──────── Exercise material ────────

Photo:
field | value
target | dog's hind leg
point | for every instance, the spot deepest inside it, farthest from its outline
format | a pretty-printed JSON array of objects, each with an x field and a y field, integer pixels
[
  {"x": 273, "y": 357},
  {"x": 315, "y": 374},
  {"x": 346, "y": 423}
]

────────

- What the task asks
Return the data in its entirety, exactly as given.

- Written response
Photo:
field | value
target | dog's hind leg
point | for every instance, the spot deepest inside it, farthest from its outline
format | a pretty-printed JSON array of objects, each with an x field and a y field, integer pixels
[
  {"x": 273, "y": 357},
  {"x": 315, "y": 374},
  {"x": 346, "y": 423}
]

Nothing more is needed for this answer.